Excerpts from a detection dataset
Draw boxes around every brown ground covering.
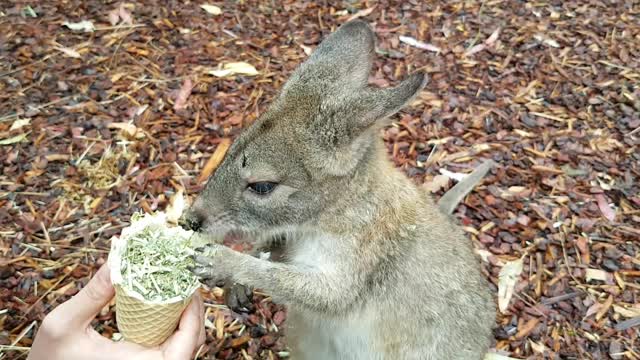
[0,0,640,359]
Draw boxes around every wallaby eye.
[247,181,278,195]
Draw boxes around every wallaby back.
[188,21,494,359]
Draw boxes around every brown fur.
[185,21,494,359]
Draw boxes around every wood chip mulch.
[0,0,640,359]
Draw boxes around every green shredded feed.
[120,215,198,301]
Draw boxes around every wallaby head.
[183,21,425,236]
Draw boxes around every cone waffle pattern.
[115,286,191,346]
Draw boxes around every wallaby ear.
[355,73,427,130]
[283,20,375,95]
[308,73,427,176]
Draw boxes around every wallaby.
[181,20,495,360]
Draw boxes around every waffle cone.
[115,285,193,347]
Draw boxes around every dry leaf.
[173,78,193,110]
[464,44,486,56]
[165,189,186,224]
[533,34,560,48]
[62,20,96,32]
[0,133,28,145]
[107,122,144,139]
[438,169,467,181]
[584,269,613,282]
[613,305,640,318]
[423,175,449,193]
[529,339,547,354]
[484,28,500,46]
[596,194,616,221]
[209,61,259,77]
[108,4,133,26]
[347,5,376,22]
[399,36,442,52]
[9,118,31,131]
[197,138,231,183]
[498,258,523,313]
[200,4,222,15]
[55,47,82,59]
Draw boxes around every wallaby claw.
[224,283,254,312]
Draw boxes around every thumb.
[54,264,115,327]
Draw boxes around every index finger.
[52,264,115,328]
[162,292,204,360]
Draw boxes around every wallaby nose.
[178,209,204,231]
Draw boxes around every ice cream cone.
[115,285,193,346]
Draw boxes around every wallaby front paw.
[224,282,253,312]
[191,244,231,285]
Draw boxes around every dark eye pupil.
[249,181,276,195]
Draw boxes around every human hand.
[27,264,205,360]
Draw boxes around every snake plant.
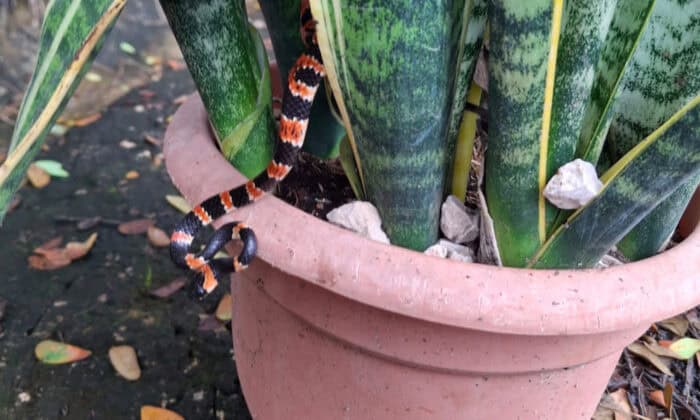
[0,0,700,268]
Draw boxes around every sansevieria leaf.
[484,0,563,267]
[576,0,655,165]
[311,0,476,250]
[529,96,700,268]
[605,0,700,260]
[0,0,126,220]
[260,0,345,159]
[160,0,275,178]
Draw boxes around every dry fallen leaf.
[124,171,140,180]
[117,219,154,235]
[109,346,141,381]
[151,277,187,298]
[141,405,185,420]
[216,293,232,322]
[627,341,673,376]
[165,195,192,213]
[649,389,666,408]
[657,315,689,337]
[27,163,51,188]
[146,226,170,247]
[34,340,92,365]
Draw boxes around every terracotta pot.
[678,188,700,238]
[165,97,700,419]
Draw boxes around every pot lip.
[164,94,700,335]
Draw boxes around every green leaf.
[545,0,617,234]
[605,0,700,260]
[576,0,655,165]
[484,0,562,267]
[668,337,700,360]
[160,0,275,178]
[311,0,484,250]
[445,0,488,190]
[0,0,126,220]
[529,96,700,268]
[34,160,70,178]
[617,176,700,261]
[260,0,345,159]
[338,136,364,200]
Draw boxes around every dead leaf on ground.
[109,346,141,381]
[165,195,192,213]
[627,341,673,376]
[57,112,102,127]
[141,405,185,420]
[34,340,92,365]
[657,315,690,337]
[117,219,154,235]
[151,277,187,298]
[216,293,232,322]
[27,163,51,188]
[146,226,170,247]
[649,389,666,408]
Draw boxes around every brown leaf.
[657,315,690,337]
[117,219,153,235]
[27,163,51,188]
[141,405,185,420]
[146,226,170,247]
[27,248,71,271]
[649,389,667,408]
[151,277,187,298]
[65,233,97,261]
[627,341,673,376]
[57,112,102,127]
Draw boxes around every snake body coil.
[170,1,325,297]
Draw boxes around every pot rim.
[164,94,700,335]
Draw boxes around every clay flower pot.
[165,97,700,419]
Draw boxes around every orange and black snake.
[170,4,325,297]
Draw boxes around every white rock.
[423,239,474,262]
[440,195,479,244]
[326,201,389,244]
[543,159,603,210]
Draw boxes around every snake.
[170,0,325,298]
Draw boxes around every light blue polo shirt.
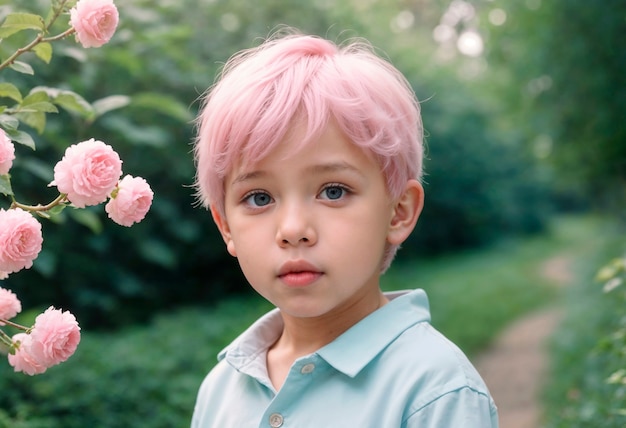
[191,290,498,428]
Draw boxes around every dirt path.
[474,257,571,428]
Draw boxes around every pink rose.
[0,129,15,175]
[30,306,80,367]
[8,333,48,376]
[0,288,22,325]
[70,0,119,48]
[0,208,43,273]
[104,175,154,227]
[50,138,122,208]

WHAT YOU ARE ASKED TO DO
Reproduce the lines of the data unchanged, beginning at the line that contains "Draw boxes around every wallaby eye." and continuing through the line that contains "[55,47,82,59]", with both of those lines included.

WORKED ANSWER
Draw boxes around every wallaby eye.
[247,181,278,195]
Draw boxes around every wallaby back.
[188,21,494,359]
Draw boxes around every brown fur.
[185,21,494,359]
Draw boxes around every wood chip mulch.
[0,0,640,359]
Draw boxes around every green shredded feed.
[120,215,198,301]
Draw boxes around every wallaby head.
[183,21,425,236]
Draw boxes around every cone waffle pattern.
[115,286,191,346]
Draw boxes around every wallaby ear.
[355,73,427,130]
[283,20,375,95]
[308,73,427,176]
Draw boxes around every wallaby.
[181,20,495,360]
Draw boxes around every waffle cone.
[115,285,193,347]
Draw boxes around every dry leaf.
[173,78,193,110]
[464,44,486,56]
[165,189,186,224]
[533,34,560,48]
[62,20,96,32]
[0,133,28,145]
[107,122,144,139]
[438,169,467,181]
[584,269,613,282]
[613,305,640,318]
[423,175,449,193]
[529,339,547,354]
[484,28,500,46]
[596,194,616,221]
[209,61,259,77]
[108,4,133,26]
[347,5,376,22]
[399,36,442,52]
[9,118,31,131]
[197,138,231,183]
[498,258,523,313]
[200,4,222,15]
[55,47,82,59]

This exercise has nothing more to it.